*** EXTRACTED TEXT Section Begins ***

NAIROBI, Kenya — Nine children are dying every day from preventable illnesses like diarrhea in an overcrowded, swampy refugee camp in South Sudan, and United Nations officials said Friday that they were stepping up efforts to evacuate people as fast as they could.
Heavy rains, overflowing latrines and a ceaseless influx of sick and hungry people have conspired to create an epidemiological disaster at the Jamam refugee camp, with death rates now nearly twice the emergency level, said the aid group Doctors Without Borders.
“The situation is getting worse by the day,” said Tara Newell, an emergency coordinator for Doctors Without Borders, who spoke by satellite phone from the camp on Friday evening. “We’re arriving in the middle of the rainy season, tents keep falling down, children have to wear wet clothes, there’s malaria, and we see children getting sicker and sicker.”
The Jamam camp sits on a flood plain just inside the contested border between Sudan and the newly independent nation of South Sudan. The refugees are streaming out of Blue Nile, the state in Sudan where rebels allied with the South Sudanese are fighting the Sudanese Army, saying they want more autonomy. The struggle for self-government has become a familiar casus belli for rebel groups in Darfur, the Nuba Mountains and other marginalized areas of Sudan far from the capital, Khartoum.

*** EXTRACTED TEXT Section Ends ***
*** INFORMATION SHOWN Section Begins ***

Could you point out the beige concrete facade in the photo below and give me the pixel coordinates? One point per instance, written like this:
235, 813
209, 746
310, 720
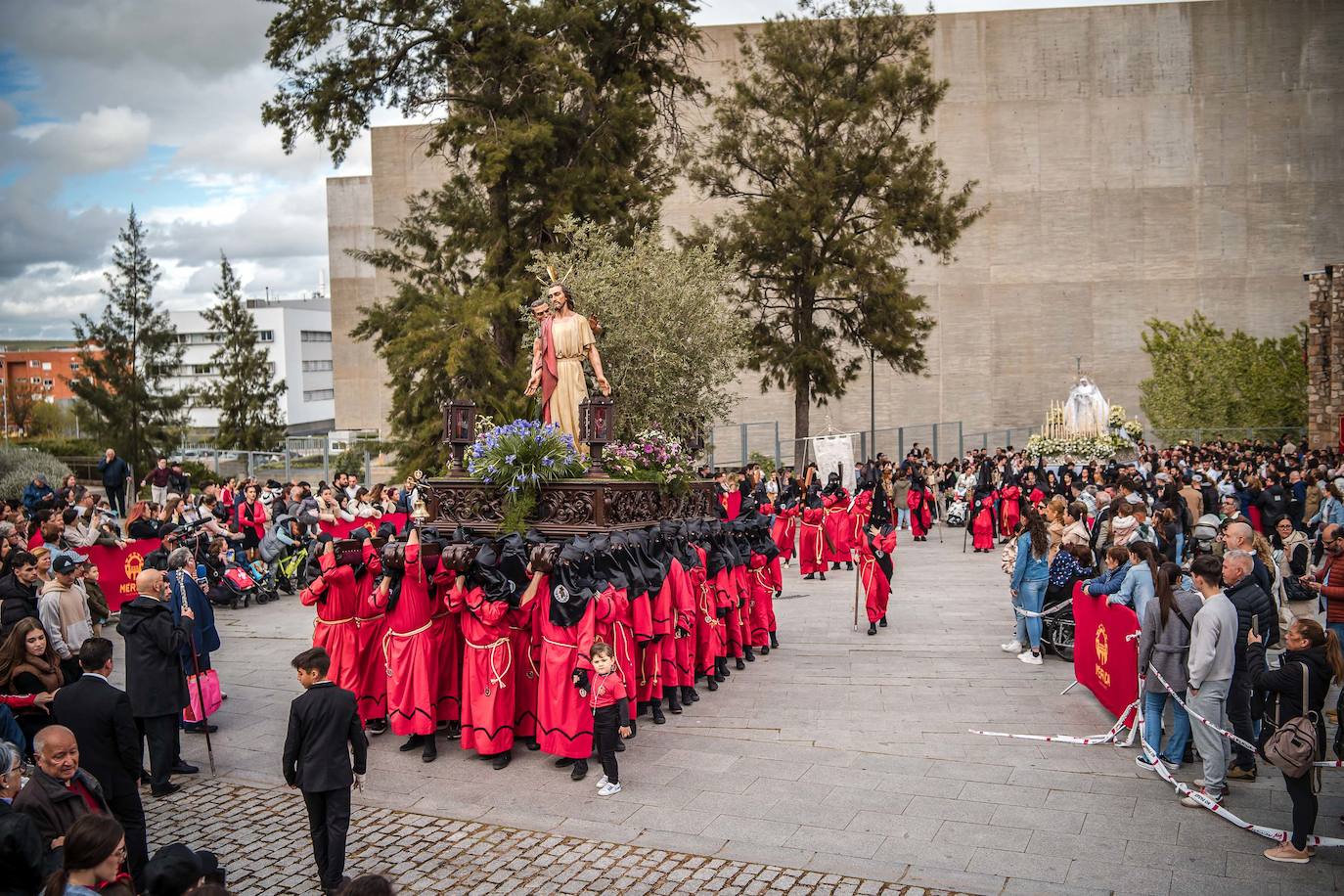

*** INFORMATION SHOWN Section Ends ***

▸ AIM OF THE EXERCISE:
In the news report on the Jamam refugee camp, how do the camp's death rates compare with the emergency level, according to Doctors Without Borders?

▸ ANSWER SECTION:
Death rates are nearly twice the emergency level.